Copy the rows below word for word, from the first line through the line containing "pixel 54 97", inclusive.

-- Begin RECORD LIST --

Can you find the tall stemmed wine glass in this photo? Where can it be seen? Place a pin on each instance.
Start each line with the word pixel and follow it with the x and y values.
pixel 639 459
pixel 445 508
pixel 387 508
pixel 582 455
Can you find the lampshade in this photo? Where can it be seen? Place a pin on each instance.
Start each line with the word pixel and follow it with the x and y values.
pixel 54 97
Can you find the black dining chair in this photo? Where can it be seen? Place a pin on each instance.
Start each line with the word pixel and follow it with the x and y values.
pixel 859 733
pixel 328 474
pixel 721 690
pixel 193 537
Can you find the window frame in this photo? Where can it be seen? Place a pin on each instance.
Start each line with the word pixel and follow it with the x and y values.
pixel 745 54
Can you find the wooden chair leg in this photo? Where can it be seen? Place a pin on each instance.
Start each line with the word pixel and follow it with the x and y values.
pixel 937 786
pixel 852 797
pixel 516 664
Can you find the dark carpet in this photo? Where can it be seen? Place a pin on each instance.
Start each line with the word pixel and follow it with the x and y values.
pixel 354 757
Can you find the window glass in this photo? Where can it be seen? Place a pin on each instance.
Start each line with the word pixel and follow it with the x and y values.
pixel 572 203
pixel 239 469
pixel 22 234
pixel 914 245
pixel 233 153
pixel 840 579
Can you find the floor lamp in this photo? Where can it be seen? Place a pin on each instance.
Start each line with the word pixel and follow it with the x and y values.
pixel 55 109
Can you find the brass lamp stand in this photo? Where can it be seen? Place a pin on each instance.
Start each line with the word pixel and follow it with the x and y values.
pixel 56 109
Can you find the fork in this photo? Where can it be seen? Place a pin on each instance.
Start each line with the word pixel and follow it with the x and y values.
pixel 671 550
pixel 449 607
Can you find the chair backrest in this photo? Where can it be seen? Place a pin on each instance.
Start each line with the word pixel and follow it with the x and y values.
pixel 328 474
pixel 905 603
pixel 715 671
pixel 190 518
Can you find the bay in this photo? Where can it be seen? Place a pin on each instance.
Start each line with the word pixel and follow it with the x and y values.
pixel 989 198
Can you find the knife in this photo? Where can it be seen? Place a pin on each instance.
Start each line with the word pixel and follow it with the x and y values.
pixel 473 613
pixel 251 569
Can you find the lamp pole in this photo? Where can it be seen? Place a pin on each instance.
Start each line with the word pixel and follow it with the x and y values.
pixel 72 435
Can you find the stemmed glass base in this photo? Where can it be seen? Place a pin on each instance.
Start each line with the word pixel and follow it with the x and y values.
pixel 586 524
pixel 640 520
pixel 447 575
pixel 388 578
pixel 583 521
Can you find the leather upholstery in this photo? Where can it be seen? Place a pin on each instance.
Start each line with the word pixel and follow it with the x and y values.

-- End RECORD LIST --

▸ **RESULT FOR THIS EXERCISE**:
Can you find the tall stemmed wine glass in this photo? Where can it be seen? Place a pin on each instance.
Start each line with the word pixel and follow it with the x and y values.
pixel 639 459
pixel 445 508
pixel 387 508
pixel 582 455
Can you find the lampshade in this photo? Where can it be seen? Place a pin on each instance.
Start each line with the word pixel and follow it with the x and y values.
pixel 54 97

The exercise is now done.